___ SOURCE MATERIAL ___

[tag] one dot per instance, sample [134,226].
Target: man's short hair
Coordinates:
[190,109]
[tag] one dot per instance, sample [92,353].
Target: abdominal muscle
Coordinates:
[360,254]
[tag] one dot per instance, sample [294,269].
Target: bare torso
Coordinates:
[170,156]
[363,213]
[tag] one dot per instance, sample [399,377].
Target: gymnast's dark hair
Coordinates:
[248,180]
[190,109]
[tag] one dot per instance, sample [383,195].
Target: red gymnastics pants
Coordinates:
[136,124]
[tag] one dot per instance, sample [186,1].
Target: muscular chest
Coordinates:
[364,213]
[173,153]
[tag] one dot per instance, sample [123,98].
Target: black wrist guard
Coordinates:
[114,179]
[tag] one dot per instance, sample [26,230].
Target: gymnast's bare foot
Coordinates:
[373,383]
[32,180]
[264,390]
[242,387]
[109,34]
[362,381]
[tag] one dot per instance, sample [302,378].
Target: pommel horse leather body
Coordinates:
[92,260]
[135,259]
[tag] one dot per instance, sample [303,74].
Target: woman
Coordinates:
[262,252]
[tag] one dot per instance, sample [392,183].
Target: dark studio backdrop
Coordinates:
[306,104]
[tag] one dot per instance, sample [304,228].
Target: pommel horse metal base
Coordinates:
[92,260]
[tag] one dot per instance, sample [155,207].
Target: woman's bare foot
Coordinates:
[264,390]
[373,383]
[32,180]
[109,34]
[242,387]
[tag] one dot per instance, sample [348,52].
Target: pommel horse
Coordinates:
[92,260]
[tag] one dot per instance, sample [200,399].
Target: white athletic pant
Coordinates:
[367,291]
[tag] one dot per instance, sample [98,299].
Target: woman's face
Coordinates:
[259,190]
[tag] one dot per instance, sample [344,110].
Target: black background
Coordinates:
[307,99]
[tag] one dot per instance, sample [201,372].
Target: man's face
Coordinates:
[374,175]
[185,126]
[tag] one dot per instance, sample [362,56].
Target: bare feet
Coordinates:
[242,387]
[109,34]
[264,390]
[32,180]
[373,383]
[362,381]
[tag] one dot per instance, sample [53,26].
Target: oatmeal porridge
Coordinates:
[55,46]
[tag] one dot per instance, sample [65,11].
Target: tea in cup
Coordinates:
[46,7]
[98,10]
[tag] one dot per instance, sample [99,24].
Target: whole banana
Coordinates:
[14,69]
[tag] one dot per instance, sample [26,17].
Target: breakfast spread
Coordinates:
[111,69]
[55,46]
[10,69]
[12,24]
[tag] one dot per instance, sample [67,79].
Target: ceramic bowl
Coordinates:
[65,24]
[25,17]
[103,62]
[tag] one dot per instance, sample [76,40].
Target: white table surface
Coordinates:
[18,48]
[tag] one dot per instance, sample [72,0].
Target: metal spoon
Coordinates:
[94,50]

___
___ SOURCE MATERIAL ___

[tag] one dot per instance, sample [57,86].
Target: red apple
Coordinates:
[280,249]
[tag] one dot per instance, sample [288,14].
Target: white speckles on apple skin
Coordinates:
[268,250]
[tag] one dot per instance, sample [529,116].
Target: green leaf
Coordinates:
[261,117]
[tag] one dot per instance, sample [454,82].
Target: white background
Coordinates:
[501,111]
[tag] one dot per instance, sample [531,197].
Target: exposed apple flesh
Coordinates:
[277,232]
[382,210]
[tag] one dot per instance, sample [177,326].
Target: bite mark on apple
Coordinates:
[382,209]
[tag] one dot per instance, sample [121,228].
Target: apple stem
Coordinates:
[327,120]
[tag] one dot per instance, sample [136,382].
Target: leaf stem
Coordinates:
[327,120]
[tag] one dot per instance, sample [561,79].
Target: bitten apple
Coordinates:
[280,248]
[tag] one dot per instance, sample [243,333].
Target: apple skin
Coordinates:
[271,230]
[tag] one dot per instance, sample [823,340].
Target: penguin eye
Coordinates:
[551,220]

___

§ **EXERCISE BRIEF**
Copy range, inclusive: the line holding "[tag] one dot per instance, sample [134,226]." to the line holding "[tag] one dot per instance, sample [348,52].". Reproduce exactly those lines of the records above and no others.

§ **YOUR SOLUTION**
[tag] one dot per instance, sample [134,226].
Target: man's short hair
Coordinates:
[190,109]
[tag] one dot per instance, sample [92,353].
Target: abdominal muscle
Coordinates:
[360,254]
[tag] one dot per instance, sample [294,269].
Target: bare torso
Coordinates:
[170,156]
[363,213]
[tag] one dot per instance, sample [399,377].
Target: gymnast's dark hair
Coordinates:
[248,180]
[190,109]
[tag] one dot per instance, sample [383,195].
Target: red gymnastics pants
Coordinates:
[136,124]
[tag] one dot per instance, sample [186,1].
Target: muscular chest
Coordinates:
[364,213]
[173,153]
[tag] one dot per instance, sample [123,98].
Target: black wrist guard
Coordinates:
[114,179]
[tag] one dot per instance, sample [26,230].
Target: gymnast's bare foot
Coordinates:
[373,383]
[32,180]
[264,390]
[242,387]
[109,34]
[362,381]
[tag] one dot per instance, sample [302,378].
Target: pommel horse leather body
Coordinates:
[92,260]
[135,259]
[tag] one dot per instance, sample [303,74].
Target: woman
Coordinates:
[262,252]
[tag] one dot per instance, sample [392,183].
Target: dark studio backdrop
Coordinates:
[306,104]
[tag] one dot per instance, sample [304,228].
Target: pommel horse metal base
Coordinates:
[92,260]
[tag] one dot per instance, sample [155,207].
Target: woman's bare foot
Coordinates:
[264,390]
[373,383]
[32,180]
[109,34]
[242,387]
[tag] one dot per instance, sample [348,52].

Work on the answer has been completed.